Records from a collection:
--- Start ---

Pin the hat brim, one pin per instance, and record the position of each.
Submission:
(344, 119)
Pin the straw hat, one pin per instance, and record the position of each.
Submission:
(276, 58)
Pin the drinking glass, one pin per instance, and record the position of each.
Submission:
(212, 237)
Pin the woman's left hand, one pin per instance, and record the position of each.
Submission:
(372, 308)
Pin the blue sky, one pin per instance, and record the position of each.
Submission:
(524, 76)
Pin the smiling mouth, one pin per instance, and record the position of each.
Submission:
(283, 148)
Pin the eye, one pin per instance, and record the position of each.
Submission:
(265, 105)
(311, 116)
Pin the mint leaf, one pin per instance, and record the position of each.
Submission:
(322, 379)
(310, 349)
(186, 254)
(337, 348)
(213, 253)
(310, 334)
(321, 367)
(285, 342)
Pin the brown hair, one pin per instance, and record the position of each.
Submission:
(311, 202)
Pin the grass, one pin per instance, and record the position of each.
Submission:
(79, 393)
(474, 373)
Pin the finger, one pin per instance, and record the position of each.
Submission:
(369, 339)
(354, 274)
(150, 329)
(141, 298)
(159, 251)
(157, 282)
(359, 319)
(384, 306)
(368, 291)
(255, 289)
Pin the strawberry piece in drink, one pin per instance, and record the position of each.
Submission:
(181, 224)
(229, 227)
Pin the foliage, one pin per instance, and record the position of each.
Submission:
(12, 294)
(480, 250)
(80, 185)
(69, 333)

--- End ---

*Do this:* Reproduce every line of the material above with no changes, keeping them in their original order.

*Solved exercise:*
Pin the hat brim, one pin per instance, and record the position of each.
Submission:
(344, 119)
Pin the straw hat, one pin per instance, and record the position of each.
Submission:
(276, 58)
Pin the drinking glass, one pin per instance, and record the position of each.
Submission:
(212, 237)
Pin the woman's left hand, one pin per instance, and record the position of each.
Submission:
(372, 308)
Pin the blue sky, one pin per instance, and record the position of each.
Submission:
(524, 76)
Pin the smiling mouth, one pin per instance, and record the position of each.
Submission:
(283, 148)
Pin the eye, one pin per instance, and record the position of each.
Submission:
(265, 105)
(311, 116)
Pin the mint leaf, one pin per instance, and record the position of each.
Submission:
(322, 379)
(310, 349)
(186, 254)
(337, 348)
(213, 253)
(310, 334)
(321, 367)
(285, 342)
Pin the brown hair, one pin per instance, and record the position of each.
Submission:
(311, 202)
Pin the grass, one pin per instance, and record the position of each.
Submission:
(79, 393)
(474, 373)
Pin the finger, one pin per instance, and record the position of each.
Submission:
(369, 339)
(354, 274)
(150, 329)
(141, 298)
(159, 251)
(157, 282)
(359, 319)
(384, 306)
(368, 291)
(255, 289)
Pin the strawberry piece in drink, one pin per instance, and record the position of each.
Submission:
(181, 224)
(229, 227)
Pin the foliage, one pin per instance, and record the position of each.
Submission:
(12, 294)
(480, 250)
(80, 185)
(69, 333)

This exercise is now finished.